Object point labels:
* BEGIN *

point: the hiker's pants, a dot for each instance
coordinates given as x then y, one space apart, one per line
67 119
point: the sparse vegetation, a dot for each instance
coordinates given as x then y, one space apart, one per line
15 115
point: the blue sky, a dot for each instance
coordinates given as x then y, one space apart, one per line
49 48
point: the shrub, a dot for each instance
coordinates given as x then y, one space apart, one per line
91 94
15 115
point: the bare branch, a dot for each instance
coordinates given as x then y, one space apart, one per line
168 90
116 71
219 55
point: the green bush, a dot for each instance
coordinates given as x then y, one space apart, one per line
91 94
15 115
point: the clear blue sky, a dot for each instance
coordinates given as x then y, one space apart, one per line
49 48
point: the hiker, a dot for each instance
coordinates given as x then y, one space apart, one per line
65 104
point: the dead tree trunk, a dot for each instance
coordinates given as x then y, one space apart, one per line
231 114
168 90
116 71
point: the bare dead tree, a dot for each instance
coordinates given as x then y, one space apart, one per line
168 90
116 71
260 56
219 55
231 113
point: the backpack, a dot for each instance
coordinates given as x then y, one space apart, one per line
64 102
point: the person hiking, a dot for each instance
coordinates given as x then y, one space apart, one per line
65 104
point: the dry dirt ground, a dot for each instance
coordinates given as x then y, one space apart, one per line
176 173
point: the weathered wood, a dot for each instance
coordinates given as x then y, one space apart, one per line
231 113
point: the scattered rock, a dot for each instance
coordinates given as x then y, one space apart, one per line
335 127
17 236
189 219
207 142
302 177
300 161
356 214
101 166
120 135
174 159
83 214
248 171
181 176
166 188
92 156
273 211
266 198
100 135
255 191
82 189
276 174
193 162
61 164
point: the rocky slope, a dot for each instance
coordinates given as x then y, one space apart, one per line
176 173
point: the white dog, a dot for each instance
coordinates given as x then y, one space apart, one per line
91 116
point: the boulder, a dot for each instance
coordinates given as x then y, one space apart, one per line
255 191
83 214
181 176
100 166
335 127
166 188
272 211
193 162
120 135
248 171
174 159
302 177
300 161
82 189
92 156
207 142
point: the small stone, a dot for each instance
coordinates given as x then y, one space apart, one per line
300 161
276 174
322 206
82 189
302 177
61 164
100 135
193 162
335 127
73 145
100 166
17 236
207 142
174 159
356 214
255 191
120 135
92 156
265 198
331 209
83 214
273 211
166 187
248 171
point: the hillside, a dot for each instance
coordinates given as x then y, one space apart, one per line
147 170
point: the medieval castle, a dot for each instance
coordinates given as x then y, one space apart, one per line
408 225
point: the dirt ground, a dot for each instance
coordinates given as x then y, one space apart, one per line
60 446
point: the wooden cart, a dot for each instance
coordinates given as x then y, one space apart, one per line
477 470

* END *

Rewrite all of the data, substituting "one dot per instance" for "a dot for each instance" wherever it occurs and leaving every other part unchanged.

▸ Full response
point: the hiker's pants, one dot per instance
coordinates given as x then y, one space apart, one per line
67 119
point: the sparse vegetation, one dot per instance
coordinates given as x then y, one space apart, one per line
15 115
point: the blue sky, one dot per instance
coordinates given as x then y, one space apart, one per line
49 48
point: the shrub, one dot per instance
coordinates given as x then y, one space apart, one per line
91 94
15 115
point: the bare branch, one dot per instance
coordinates given as x then y, one space apart, one per line
168 90
116 71
219 55
point: the green bush, one dot per instance
coordinates given as x then y, one space apart, one per line
91 94
15 115
point: the clear blue sky, one dot per instance
coordinates given as x then y, one space apart, one per line
49 48
point: the hiker, one dot per instance
coordinates given as x then y, one space apart, one per line
65 104
point: the dead tree trunk, one dot per instance
coordinates given as x then y, one space apart, one per line
231 114
168 90
116 71
point: the bare dead tree, one dot per instance
coordinates given as x then y, one space apart, one per line
168 90
116 71
260 56
219 55
231 113
point: the backpack, one dot per instance
coordinates given as x then y, one space apart, one per line
64 102
point: the person hiking, one dot per instance
coordinates given as x then y, one space apart, one per line
65 104
point: the dry dirt ground, one dot per instance
coordinates given as x then y, one space apart, one per line
176 173
point: the weathered wood, one dot per instance
coordinates given as x then y, one space apart, one per line
231 113
point: the scattered rock, one dot per instance
coordinates given as x then y, one space apart, one per line
335 127
17 236
189 219
207 142
302 177
300 161
356 214
101 166
120 135
174 159
83 214
248 171
181 176
166 188
92 156
273 211
266 198
100 135
255 191
82 189
276 174
193 162
61 164
point: the rocky slope, one dot per instance
coordinates given as x then y, one space apart, one per line
176 173
point: the white dog, one dot per instance
coordinates given as x then y, one space apart, one per line
91 116
point: the boulder, one dot per instance
coordinates given as x then y, one space apart, one per line
255 191
83 214
181 176
100 166
335 127
166 188
272 211
193 162
120 135
248 171
174 159
302 177
300 161
82 189
92 156
207 142
point: the small stone, one dot per instance
coordinates given as x then y, one space apart, one per line
300 161
276 174
322 206
82 189
302 177
61 164
100 135
193 162
335 127
73 145
100 166
17 236
207 142
174 159
356 214
255 191
120 135
92 156
265 198
331 209
83 214
273 211
166 187
248 171
point: the hillside, one dot per instance
coordinates given as x then y, one space apart, one per line
147 170
point: the medieval castle, one dot per instance
coordinates given as x then y, one space apart, one per line
408 225
point: the dirt ground, one dot per instance
coordinates given as x then y, one space apart, one per line
60 446
point: the wooden cart, one dot per instance
coordinates given as x then y, one space apart, one per line
477 470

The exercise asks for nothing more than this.